Exercise goal: All of the data below must be repeated exactly.

Records excerpted from a collection:
-- Opening Marker --

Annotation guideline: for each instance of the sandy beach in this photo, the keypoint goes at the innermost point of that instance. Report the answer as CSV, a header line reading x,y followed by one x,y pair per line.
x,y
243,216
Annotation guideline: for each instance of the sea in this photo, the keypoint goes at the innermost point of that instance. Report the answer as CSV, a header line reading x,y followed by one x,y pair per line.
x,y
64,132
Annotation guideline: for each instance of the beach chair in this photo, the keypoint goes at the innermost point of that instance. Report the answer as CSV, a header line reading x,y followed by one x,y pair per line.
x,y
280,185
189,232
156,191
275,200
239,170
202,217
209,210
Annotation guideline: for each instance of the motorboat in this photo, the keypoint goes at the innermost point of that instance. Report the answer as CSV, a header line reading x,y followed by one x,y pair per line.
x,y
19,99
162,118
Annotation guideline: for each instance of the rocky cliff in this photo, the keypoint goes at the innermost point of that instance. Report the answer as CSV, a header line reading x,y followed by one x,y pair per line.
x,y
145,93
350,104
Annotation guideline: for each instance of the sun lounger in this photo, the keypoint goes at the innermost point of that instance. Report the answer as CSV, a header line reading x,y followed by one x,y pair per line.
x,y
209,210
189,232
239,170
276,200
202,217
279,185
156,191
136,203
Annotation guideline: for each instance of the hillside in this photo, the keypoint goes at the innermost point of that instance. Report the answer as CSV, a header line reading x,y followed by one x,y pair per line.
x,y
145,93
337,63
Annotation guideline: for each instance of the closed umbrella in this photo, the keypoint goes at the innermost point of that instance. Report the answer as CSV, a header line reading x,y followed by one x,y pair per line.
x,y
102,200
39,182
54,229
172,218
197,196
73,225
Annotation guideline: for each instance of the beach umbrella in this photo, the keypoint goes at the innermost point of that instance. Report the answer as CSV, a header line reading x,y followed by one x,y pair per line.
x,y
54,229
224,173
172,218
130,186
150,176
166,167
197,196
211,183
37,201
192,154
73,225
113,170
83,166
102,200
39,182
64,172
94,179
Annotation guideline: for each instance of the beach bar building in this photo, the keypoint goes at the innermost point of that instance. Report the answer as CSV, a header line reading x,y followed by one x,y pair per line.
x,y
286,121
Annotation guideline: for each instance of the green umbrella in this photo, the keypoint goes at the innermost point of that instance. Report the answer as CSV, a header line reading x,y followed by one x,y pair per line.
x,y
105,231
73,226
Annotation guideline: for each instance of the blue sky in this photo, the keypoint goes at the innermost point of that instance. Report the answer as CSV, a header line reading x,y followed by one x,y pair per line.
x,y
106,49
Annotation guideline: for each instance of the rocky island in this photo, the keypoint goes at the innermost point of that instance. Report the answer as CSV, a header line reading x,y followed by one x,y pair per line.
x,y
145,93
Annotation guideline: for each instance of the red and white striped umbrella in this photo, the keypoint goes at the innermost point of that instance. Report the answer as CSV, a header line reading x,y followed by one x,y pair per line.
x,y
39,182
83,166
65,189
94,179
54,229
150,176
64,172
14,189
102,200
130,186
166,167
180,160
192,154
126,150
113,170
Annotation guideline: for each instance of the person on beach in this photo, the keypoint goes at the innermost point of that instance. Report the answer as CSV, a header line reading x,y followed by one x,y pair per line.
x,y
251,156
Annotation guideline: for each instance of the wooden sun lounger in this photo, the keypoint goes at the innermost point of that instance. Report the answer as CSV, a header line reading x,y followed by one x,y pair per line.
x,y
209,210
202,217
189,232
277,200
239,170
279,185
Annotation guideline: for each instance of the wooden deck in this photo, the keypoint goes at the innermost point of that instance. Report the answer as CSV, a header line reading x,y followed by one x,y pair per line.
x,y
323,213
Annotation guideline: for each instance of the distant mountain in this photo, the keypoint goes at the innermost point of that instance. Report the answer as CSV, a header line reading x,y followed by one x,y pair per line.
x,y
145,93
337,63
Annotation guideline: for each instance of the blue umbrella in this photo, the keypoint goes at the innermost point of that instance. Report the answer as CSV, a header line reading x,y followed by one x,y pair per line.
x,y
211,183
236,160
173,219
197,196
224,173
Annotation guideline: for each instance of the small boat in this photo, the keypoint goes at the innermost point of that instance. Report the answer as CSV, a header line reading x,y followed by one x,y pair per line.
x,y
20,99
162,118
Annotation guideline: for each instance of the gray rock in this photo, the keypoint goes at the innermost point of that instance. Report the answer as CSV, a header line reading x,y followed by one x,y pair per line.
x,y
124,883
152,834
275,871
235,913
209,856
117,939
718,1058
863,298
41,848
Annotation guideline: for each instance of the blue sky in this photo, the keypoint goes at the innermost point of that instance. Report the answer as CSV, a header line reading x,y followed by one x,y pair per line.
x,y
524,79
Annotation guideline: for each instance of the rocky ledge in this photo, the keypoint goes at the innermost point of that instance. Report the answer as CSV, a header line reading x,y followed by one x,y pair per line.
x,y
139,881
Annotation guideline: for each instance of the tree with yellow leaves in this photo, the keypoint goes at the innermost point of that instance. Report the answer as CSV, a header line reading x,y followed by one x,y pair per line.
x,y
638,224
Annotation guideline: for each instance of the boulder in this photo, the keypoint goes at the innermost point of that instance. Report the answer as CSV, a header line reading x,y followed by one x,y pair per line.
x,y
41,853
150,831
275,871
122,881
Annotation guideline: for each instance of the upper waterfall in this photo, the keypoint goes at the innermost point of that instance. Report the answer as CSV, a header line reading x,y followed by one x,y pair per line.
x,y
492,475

-- Closing Marker --

Task answer:
Annotation guideline: for each instance of the sandy beach in this photo, the keypoint goes at the innermost point of that instance. Report the answer as CSV, a header line reading x,y followed by one x,y pair per line.
x,y
243,216
Annotation guideline: for each instance of the sea in this photo, the keypoint goes at the innermost point of that instance. Report the answer as CSV, a header line reading x,y followed by one x,y pair per line.
x,y
64,132
Annotation guideline: for each instance of the beach chair in this photo, the keypoint goes at the innermost point of that instance. Report the answer as CSV, a header line reading x,y followed by one x,y pair per line.
x,y
280,185
189,232
156,191
275,200
239,170
202,217
209,210
Annotation guideline: for each instance of the motorboat in this photo, the keypoint goes at the innermost point of that instance. Report the answer as CSV, a header line reading x,y followed by one x,y pair per line.
x,y
19,99
162,118
Annotation guideline: for each instance of the rocky cliff in this photo, the keypoint goes at the innermost point of that instance. Report the answer as CSV, a header line reading x,y followed by one x,y pair per line.
x,y
145,93
350,104
Annotation guideline: for each instance of the sun lounger in this photo, the keypoint goes at the innermost point of that instance. Report the answer as CSV, a header line reading x,y followed by one x,y pair per line.
x,y
209,210
189,232
239,170
276,200
202,217
279,185
156,191
136,203
Annotation guideline: for each instance of the hillside in this photo, the keypoint goes at the innermost point of that instance. Report the answer as CSV, a header line reading x,y followed by one x,y pair per line.
x,y
145,93
337,63
Annotation guideline: for each instance of the closed umbrella in this photo, the keypoint goes at the innermost point of that instance. Report the answer as CSV, a header line reading x,y followed by one x,y pair per line.
x,y
102,200
39,182
54,229
172,218
197,196
73,225
Annotation guideline: for each instance of the beach umbrella in this photo, the keypoint goes at the innermost point of that instance. Report the answer as CSV, a header line reading x,y followed by one x,y pair per line.
x,y
54,229
224,173
172,218
130,186
150,176
166,167
197,196
211,183
37,201
192,154
73,225
113,170
83,166
102,200
39,182
64,172
94,179
Annotation guideline: for each instance of the beach bar building in this photo, the keypoint goes at the innermost point of that instance. Report the answer as CSV, a header line reading x,y followed by one x,y pair per line.
x,y
286,121
Annotation guideline: for each instance of the green umbrella in this photo, the keypoint goes at the innermost point of that instance. Report the answer as CSV, a header line reading x,y followed by one x,y pair per line.
x,y
105,231
73,226
Annotation guideline: for each instance of the blue sky in this photo, the keypoint goes at the innermost point of that instance. Report the answer as CSV, a header line reading x,y followed by one x,y pair per line.
x,y
106,49
Annotation guideline: for each instance of the rocky island in this photo, the keypoint goes at the innermost point of that instance. Report the answer as CSV, a header line reading x,y followed by one x,y pair per line.
x,y
145,93
Annotation guideline: for each instance of the red and white striped umbrella in this photo, the keypoint goes at the innermost point of that instance. Report the answer as CSV, a header line reading x,y followed by one x,y pair per line.
x,y
39,182
83,166
65,189
94,179
54,229
150,176
64,172
14,189
102,200
130,186
166,167
180,160
192,154
126,150
113,170
Annotation guideline: for each instance of the person on beach in this photo, the keypoint goes at the innermost point of that instance. Report the answer as CSV, a header line reading x,y followed by one x,y pair per line.
x,y
251,156
Annotation guideline: for each instance of the wooden sun lounger in this photo, the keypoint goes at the innermost point of that instance. Report the answer as CSV, a header line reading x,y followed by one x,y pair per line.
x,y
209,210
202,217
189,232
277,200
239,170
279,185
Annotation guideline: for each instance of the wooden deck in this photo, the keypoint goes at the innermost point of that instance. Report the answer as CSV, a header line reading x,y followed by one x,y pair per line.
x,y
323,213
Annotation guideline: for each instance of the distant mountain in this photo, the keypoint goes at the innermost point of that instance. Report the answer as CSV, a header line reading x,y followed by one x,y pair per line.
x,y
145,93
337,63
Annotation guideline: for each instance of the blue umbrella in this photo, the keypoint goes at the innermost point of that instance. Report the answer as CSV, a header line reading x,y followed by one x,y pair per line.
x,y
211,183
236,160
173,219
197,196
224,173
Annotation guideline: for each instance of the small boat in this photo, the keypoint goes at the innermost point of that instance. Report the answer as CSV, a header line reading x,y followed by one x,y pair per line.
x,y
20,99
162,118
Annotation guideline: for each instance of the gray rock in this photo, the keypoint goes at the innermost point of that instance. Report the answer as CSV, a header line reading x,y followed by one x,y pair per line.
x,y
124,883
152,834
275,871
235,913
209,856
117,939
718,1058
863,298
41,848
Annotation guideline: for each instance of the blue sky in this photo, the keypoint goes at the innermost point of that instance. Report the answer as CSV, a header line reading x,y followed by one x,y pair per line.
x,y
524,79
Annotation guideline: for each instance of the rocky ledge in this photo, the keypoint goes at the innermost point of that instance. Report the answer as CSV, a header line reading x,y followed by one x,y pair per line.
x,y
139,881
Annotation guideline: for each instance of the tree with yellow leaves in this photo, the keypoint goes at the innermost point of that instance. Report the answer as CSV, a header line reading x,y followed by one x,y pair per line.
x,y
638,224
Annotation guideline: for each instance of the boulder in this photo, the keypoint goes at the innermost point of that instance. Report the answer as CSV, a header line reading x,y followed by one x,y pair per line.
x,y
41,853
150,831
275,871
122,881
Annotation guideline: for each instance of the upper waterfall in this photo, the keypoint goes at the innermost point of that instance. Report the answer as CSV, a header line reading x,y followed by one x,y pair per line.
x,y
492,475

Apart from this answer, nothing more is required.